But I can't define it, I can only say what it isn't and point you in
the direction
where the difference can become visible. So that may or may not be some
kind of
answer to your question, or it may just lead us back to your question.
Have I
responded even slightly to what you were asking?
Zenon:
well I'm
having a hard time understanding this "capital H" sense of Happiness,
but when you talk about exploring the ordinary sense of happiness or
preferences, it does remind me that there is a considerable amount of
social
science data showing that people, regardless of how bad their
circumstances
are, can be very happy. So the median happiness among people who are
severely
disadvantaged and those who are rich and have everything they want, is
about
the same.
Steven:
yes,
there's quite a bit of literature about that nowadays, including
economic
studies, some of which I actually quoted briefly in an article I wrote
for the
WoK website. But the point I was making is not falsified by the
studies that you're mentioning. The point is still this: we need a
basic
minimum of health and reasonable circumstances to be happy in the
ordinary
sense, and this is part of the point that Aristotle was making in his
"reasonable" presentation. But as you point out, we don't need much
more than that, and even people who are in very difficult circumstances
can
still be happy. It doesn't contradict the contemplative-level point I
was
making, it just means they have settled for a certain basic situation
and
within that, after an acclimatization process, there are still things
that they
like and enjoy... certain conditions that they can like and enjoy, and
they
do... and there are others that they don't. So their sense of happiness
is
still contingent on circumstances. That hasn't changed, it's just a
matter of
accommodating themselves to specific difficulties.

Task list ::
1. State whether each of the following statements agrees with the dialogue on happiness, answering yes or no and quoting the deciding words of the dialogue. (a) Zenon says that the median happiness of severely disadvantaged people is about the same as that of the rich. (b) Steven says that the studies Zenon mentions falsify the point he was making. (c) Steven says that he quoted some economic studies in an article he wrote for the WoK website.
2. Carry on the dialogue on happiness, starting right after its last sentence.

Given information ::
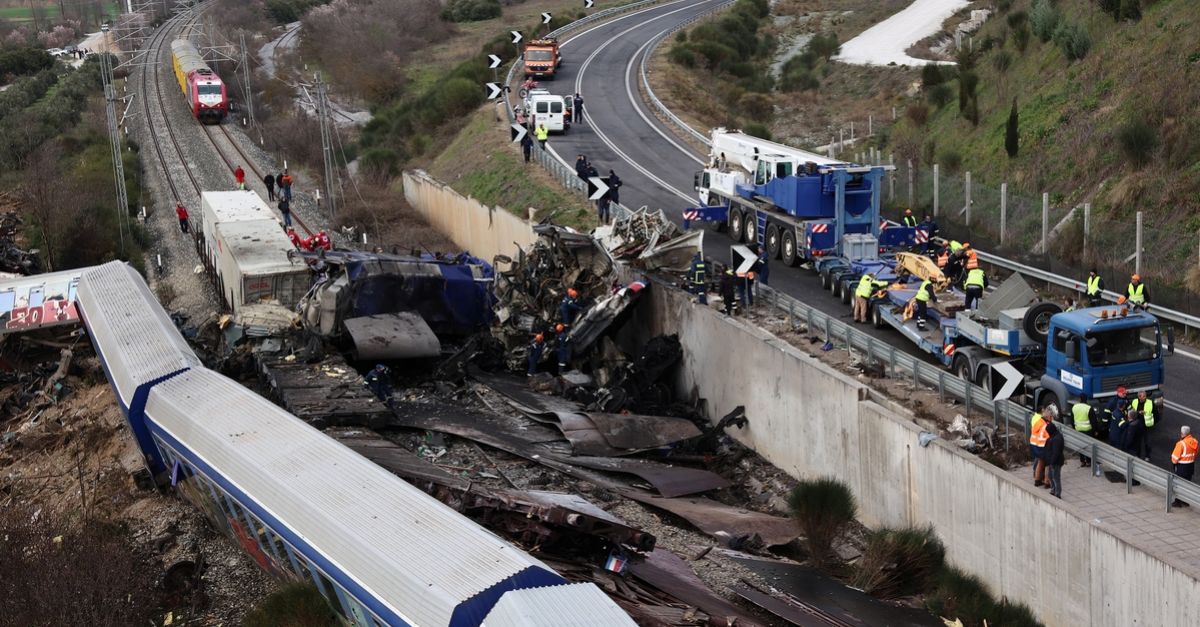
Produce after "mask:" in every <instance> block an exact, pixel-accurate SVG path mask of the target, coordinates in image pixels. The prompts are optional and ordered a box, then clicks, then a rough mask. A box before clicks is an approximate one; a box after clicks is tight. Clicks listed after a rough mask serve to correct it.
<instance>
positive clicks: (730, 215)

Results for each task ::
1.
(a) Yes: "the median happiness among people who are severely disadvantaged and those who are rich and have everything they want, is about the same"
(b) No: "But the point I was making is not falsified by the studies that you're mentioning."
(c) Yes: "some of which I actually quoted briefly in an article I wrote for the WoK website"

2.
The other kind of
Happiness that I am talking
about, is not so much a mood or response we have too some circumstances
as
opposed to others, it's something in the circumstances... what I call
the "full
dimensionality"... of the circumstances themselves. It's like an extra
dimension
that is carried or an extra kind signal, if you will, that's carried in
all
arising of all phenomena. So the point of what I'm talking about here
today is
not to try to make that kind of Happiness easy to understand, but to
simply
raise the issue of a difference, and to aim people back at what they
themselves
are doing in the ordinary case. To see it more clearly.
Zenon: I was
actually
citing that evidence in
support of what you were saying, because in answering my question
"what's
the difference between the lower case everyday happiness and the
capital-H happiness?", you said that the only way you could find out
about the reality-Happiness, is to investigate the conditions under
which you
find your other happiness. The range of conditions and things that
you're
after. That's what I was suggesting.
Steven: oh,
yes, right.
So you think these people
you are mentioning have done that?
Zenon: I
don't know if
they've done it, but one of
the ways that we can try to understand capital-H Happiness is to look
at the
ways people have assimilated the lowercase-“happinesses” under very
different
circumstances.
Steven: I
see, yes.
That could well be relevant to
a number of different answers to the question of how we can be happy in
difficult circumstances. One of the questions I asked a few slides back
in this
presentation was "how would you personally try to maintain or be happy
in
the midst of adversity?", and then another question was "what kinds
of different strategies or possibilities can you see as being out there
in the
circumstances?". One would be to try to maintain a happy mood even
though
things are not going our way, another would be to try to look on the
bright
side of things, have a different perspective in some sense... there are
various
possibilities. The Stoics themselves developed a whole philosophy
around this
issue, and the Epicureans another, etc. In any case, right now I'm
doing this
presentation as a way of simply raising some issues and hoping that
people will
look at them in a fresh light. And I'm delighted if recent research
contributes
to that "checking".
Maria: so
one can be
upset, complaining,
frustrated, negative, and still be happy? This doesn't seem right, as
any
negative emotion is a resistance to what is real.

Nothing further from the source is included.